__Kurze Aufgabe__
Ersetzen Sie „blazer lapel“ durch „jacket lapel“ in allem, was von der Zeile mit „trace blazer lapel“ bis zum Ende der Datensätze steht. Geben Sie diese Zeilen sonst unverändert wieder.

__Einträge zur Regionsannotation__
______________________________

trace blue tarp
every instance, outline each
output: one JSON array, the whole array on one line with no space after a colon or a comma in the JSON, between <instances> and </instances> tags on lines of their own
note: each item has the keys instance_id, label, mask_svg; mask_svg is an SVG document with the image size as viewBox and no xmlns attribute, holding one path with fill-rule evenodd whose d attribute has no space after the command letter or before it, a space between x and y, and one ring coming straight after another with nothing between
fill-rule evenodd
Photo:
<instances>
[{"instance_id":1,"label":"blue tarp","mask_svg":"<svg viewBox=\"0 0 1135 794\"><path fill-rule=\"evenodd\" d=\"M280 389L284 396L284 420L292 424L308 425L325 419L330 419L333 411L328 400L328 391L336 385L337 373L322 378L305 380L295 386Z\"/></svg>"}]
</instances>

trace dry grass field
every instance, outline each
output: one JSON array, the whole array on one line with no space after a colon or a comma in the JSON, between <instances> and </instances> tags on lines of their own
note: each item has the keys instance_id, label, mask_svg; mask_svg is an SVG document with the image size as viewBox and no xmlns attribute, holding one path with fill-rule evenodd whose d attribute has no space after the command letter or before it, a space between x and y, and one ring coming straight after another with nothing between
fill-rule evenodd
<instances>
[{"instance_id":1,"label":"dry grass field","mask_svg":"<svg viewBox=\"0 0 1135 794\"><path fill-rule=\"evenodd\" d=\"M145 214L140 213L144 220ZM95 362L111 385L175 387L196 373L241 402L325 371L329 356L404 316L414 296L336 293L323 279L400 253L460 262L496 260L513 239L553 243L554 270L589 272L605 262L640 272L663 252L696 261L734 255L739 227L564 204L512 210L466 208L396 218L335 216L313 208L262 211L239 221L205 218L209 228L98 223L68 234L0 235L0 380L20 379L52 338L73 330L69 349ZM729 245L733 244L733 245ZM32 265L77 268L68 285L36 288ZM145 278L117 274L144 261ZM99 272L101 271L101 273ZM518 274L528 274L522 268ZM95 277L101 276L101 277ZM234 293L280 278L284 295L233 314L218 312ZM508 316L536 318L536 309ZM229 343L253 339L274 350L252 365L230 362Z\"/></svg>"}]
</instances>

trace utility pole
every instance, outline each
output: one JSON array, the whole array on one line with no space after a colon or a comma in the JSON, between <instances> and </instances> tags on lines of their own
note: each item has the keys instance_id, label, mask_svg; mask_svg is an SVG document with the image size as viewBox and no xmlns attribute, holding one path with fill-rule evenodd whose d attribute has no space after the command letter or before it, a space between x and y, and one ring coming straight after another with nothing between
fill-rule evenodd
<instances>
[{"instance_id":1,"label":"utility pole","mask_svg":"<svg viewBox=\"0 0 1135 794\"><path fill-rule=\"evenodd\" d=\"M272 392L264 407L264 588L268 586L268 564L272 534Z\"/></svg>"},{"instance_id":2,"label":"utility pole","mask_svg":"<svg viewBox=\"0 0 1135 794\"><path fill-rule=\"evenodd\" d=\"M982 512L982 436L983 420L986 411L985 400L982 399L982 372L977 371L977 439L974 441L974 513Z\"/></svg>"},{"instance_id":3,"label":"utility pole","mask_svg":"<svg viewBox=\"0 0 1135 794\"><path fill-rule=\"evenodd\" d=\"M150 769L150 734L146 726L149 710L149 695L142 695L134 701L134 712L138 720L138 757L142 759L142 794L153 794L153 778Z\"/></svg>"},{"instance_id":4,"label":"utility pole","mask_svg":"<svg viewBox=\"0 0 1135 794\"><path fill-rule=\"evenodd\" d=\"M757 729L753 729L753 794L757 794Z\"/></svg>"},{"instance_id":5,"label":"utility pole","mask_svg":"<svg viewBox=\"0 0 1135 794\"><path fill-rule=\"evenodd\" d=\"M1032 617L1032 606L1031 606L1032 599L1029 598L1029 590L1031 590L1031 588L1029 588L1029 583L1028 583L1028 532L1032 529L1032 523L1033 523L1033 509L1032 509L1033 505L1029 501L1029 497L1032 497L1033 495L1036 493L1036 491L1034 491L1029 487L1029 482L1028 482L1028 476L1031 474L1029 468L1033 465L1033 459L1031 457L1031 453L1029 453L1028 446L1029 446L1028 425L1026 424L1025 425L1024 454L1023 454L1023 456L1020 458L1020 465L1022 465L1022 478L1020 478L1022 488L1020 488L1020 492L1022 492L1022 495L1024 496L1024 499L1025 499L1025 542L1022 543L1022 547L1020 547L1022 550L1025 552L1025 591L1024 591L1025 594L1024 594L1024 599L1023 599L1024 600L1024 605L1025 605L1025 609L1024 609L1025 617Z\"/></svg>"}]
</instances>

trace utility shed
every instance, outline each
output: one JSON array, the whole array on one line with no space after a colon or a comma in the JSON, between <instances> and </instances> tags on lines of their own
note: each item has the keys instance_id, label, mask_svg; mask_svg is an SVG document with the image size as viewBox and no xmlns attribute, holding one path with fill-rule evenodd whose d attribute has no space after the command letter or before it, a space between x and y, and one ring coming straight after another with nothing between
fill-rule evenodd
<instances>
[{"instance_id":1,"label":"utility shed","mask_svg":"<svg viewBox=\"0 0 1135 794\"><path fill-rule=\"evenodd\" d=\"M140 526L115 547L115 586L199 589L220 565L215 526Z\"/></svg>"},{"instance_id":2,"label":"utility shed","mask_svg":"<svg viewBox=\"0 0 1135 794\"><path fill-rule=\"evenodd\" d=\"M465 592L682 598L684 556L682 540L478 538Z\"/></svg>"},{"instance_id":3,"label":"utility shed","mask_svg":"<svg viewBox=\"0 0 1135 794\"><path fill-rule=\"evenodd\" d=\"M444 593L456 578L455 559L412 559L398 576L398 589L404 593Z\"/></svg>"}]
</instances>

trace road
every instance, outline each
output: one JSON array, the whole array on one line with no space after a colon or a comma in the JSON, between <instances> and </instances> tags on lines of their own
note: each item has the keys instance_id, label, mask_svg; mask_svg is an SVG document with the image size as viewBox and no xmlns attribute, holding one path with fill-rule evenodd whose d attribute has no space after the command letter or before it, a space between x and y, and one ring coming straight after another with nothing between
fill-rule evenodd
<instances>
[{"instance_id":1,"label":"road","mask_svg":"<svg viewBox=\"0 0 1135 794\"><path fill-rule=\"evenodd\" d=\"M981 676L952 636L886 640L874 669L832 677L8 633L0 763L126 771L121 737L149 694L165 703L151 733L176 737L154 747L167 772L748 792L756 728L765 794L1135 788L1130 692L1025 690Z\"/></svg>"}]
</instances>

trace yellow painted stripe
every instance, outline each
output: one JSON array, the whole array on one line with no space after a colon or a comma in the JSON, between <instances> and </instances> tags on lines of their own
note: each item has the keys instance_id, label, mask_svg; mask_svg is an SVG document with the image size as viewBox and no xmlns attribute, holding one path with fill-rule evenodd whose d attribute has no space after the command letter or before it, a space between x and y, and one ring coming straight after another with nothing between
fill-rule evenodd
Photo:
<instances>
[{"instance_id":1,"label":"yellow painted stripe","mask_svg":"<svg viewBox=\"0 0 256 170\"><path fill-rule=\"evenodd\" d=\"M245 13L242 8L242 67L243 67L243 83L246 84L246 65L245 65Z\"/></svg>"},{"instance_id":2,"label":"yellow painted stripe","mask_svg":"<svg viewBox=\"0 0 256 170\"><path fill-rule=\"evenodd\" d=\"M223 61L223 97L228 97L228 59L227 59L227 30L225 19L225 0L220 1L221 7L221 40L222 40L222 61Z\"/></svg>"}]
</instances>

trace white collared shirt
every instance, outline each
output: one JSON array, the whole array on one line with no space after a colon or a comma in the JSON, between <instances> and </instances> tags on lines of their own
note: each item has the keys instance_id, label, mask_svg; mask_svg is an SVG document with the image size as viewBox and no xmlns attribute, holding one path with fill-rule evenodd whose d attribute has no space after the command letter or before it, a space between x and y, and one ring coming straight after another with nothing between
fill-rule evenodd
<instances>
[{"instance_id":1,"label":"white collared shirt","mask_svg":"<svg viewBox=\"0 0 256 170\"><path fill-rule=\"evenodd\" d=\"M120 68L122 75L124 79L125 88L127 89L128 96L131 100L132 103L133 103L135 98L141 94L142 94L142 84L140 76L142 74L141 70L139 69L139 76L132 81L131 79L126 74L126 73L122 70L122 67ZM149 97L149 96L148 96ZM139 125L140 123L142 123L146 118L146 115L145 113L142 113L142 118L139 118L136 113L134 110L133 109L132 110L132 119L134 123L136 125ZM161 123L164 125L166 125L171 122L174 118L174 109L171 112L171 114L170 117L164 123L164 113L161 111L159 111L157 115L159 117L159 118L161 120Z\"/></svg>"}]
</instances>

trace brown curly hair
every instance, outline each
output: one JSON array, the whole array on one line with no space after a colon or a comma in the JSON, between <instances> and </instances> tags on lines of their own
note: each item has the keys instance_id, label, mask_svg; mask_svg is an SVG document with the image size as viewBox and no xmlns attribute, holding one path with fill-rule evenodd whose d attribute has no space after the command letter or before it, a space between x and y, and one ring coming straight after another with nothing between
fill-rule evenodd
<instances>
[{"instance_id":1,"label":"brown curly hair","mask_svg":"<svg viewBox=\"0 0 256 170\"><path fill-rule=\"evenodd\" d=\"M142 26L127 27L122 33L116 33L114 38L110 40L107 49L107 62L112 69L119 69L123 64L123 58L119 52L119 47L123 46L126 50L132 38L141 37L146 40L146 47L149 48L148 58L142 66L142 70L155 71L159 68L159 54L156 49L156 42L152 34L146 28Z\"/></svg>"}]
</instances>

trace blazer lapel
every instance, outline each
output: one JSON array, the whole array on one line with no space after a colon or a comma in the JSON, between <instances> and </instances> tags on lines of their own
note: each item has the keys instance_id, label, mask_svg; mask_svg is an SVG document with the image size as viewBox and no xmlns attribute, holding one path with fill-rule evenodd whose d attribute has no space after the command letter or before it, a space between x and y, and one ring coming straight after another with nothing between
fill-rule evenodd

______________________________

__Lösung der Übung__
trace jacket lapel
every instance, outline each
output: one JSON array, the whole array on one line with no space after a colon or a comma in the JSON, between <instances> and </instances> tags on lines of their own
note: each item has the keys instance_id, label, mask_svg; mask_svg is an SVG document with the image size as viewBox and no xmlns attribute, holding one path with fill-rule evenodd whose d attribute has no space after the command letter or before it, a space between x and y, and one ring coming straight after another with nothing between
fill-rule evenodd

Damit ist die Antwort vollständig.